_Problem details_
Below is a set of records, and all of them should be retyped exactly, minus the pictures.

_The data_
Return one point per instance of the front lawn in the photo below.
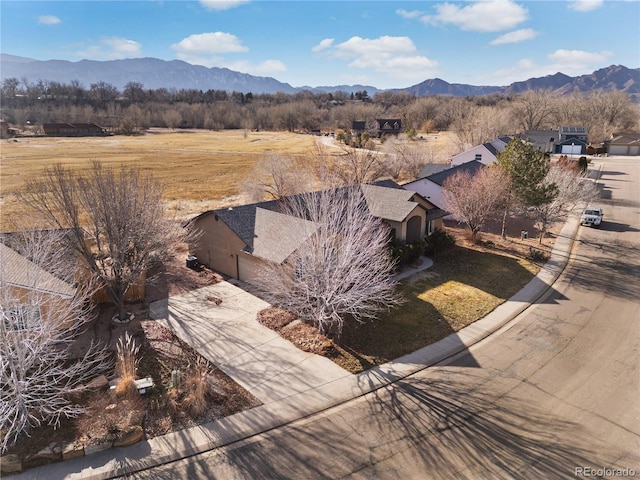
(463, 286)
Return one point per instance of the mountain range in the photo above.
(154, 73)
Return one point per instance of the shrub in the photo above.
(438, 242)
(196, 388)
(406, 254)
(583, 164)
(127, 364)
(536, 256)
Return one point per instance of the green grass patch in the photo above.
(463, 286)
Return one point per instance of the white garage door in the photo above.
(572, 149)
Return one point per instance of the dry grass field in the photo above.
(199, 170)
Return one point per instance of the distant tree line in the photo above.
(474, 119)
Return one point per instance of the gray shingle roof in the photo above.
(472, 167)
(388, 203)
(431, 168)
(278, 235)
(263, 228)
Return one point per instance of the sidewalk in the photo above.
(302, 402)
(256, 357)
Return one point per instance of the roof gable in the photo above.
(388, 203)
(269, 233)
(278, 235)
(432, 168)
(472, 167)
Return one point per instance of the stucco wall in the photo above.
(218, 246)
(249, 267)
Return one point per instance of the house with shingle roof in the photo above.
(236, 241)
(487, 153)
(431, 187)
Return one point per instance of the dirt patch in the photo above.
(491, 240)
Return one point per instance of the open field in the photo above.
(200, 170)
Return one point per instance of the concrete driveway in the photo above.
(259, 359)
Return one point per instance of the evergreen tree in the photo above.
(527, 169)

_Result of the task_
Return one point per instance of the front lawn in the photo below.
(463, 286)
Return one point per instance of the mountain range in the photo above.
(154, 73)
Return one point per instance of the shrub in the photo above.
(438, 242)
(196, 388)
(406, 254)
(583, 164)
(127, 364)
(536, 256)
Return one point per instance of the green grass patch in the photo above.
(463, 286)
Return one point per instance of the white garage door in the photo above.
(572, 149)
Return one point per instance of the dry grass field in the photo above.
(199, 170)
Return one point per instance of the distant tree line in the photo above.
(474, 119)
Return one point per instance of the gray shingle roof in the photo above.
(472, 167)
(388, 203)
(431, 168)
(278, 235)
(263, 228)
Return one point per instance of the sidewalk in the photo above.
(302, 402)
(256, 357)
Return one point per instance of the roof gable in the photo above.
(388, 203)
(269, 233)
(278, 235)
(432, 168)
(472, 167)
Return one point per instance of the stucco wall in the photo above.
(218, 246)
(249, 267)
Return one point per instance of the house with shingle roof in the photo above.
(236, 241)
(487, 153)
(431, 187)
Return one point per instance of the dirt patch in the photo above.
(491, 240)
Return one point per instance of the open field in the photo above.
(200, 170)
Return one point per instance of the concrete driveway in the photo above.
(259, 359)
Return one point per instance of the evergreen tree in the photo above.
(527, 169)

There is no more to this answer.